EXERCISE INSTRUCTIONS:
Rewrite all of the records below, replacing every occurrence of "jersey" with "shirt" and leaving everything else unchanged.

-- SUPPLIED MATERIAL start --

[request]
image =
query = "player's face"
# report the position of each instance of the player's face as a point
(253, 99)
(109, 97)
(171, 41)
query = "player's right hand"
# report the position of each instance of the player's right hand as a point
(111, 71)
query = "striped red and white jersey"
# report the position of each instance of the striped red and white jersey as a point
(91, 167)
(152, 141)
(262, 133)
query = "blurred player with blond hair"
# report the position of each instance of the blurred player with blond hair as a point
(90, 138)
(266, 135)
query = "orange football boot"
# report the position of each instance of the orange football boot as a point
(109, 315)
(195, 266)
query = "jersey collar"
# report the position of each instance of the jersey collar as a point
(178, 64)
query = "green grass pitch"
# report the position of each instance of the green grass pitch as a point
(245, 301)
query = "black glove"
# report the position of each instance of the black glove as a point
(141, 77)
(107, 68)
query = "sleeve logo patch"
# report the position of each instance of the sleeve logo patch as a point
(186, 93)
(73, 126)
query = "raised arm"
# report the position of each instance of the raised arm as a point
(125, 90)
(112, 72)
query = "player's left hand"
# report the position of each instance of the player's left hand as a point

-- SUPPLIED MATERIAL end --

TASK RESULT:
[request]
image =
query = "player's face"
# report the position of each instance of the player's face as a point
(253, 99)
(109, 97)
(171, 41)
query = "player's right hand"
# report the position of each instance of the player's right hand as a point
(111, 71)
query = "striped red and white shirt"
# report the position of each instance of the striped red and white shirt as a point
(91, 167)
(152, 141)
(262, 133)
query = "blurred player with blond hair"
# report the position of each instance of the blurred player with blond hair as a point
(90, 138)
(266, 135)
query = "orange football boot"
# report the position of each instance of the orange football boot as a point
(109, 315)
(195, 266)
query = "shirt collar"
# report the position of each instance of the shirt collar as a point
(178, 64)
query = "green grass pitch"
# report the position of each instance of the green grass pitch as a point
(245, 301)
query = "black glove"
# report the position of each instance of the black glove as a point
(141, 77)
(107, 68)
query = "sleeve logo patch"
# report the position of each instance of the sleeve logo patch as a point
(186, 93)
(73, 126)
query = "raised arm"
# report the position of each instance of the raised arm as a point
(125, 90)
(112, 72)
query = "player's left hand"
# report the position of each instance of the player's left hand as a point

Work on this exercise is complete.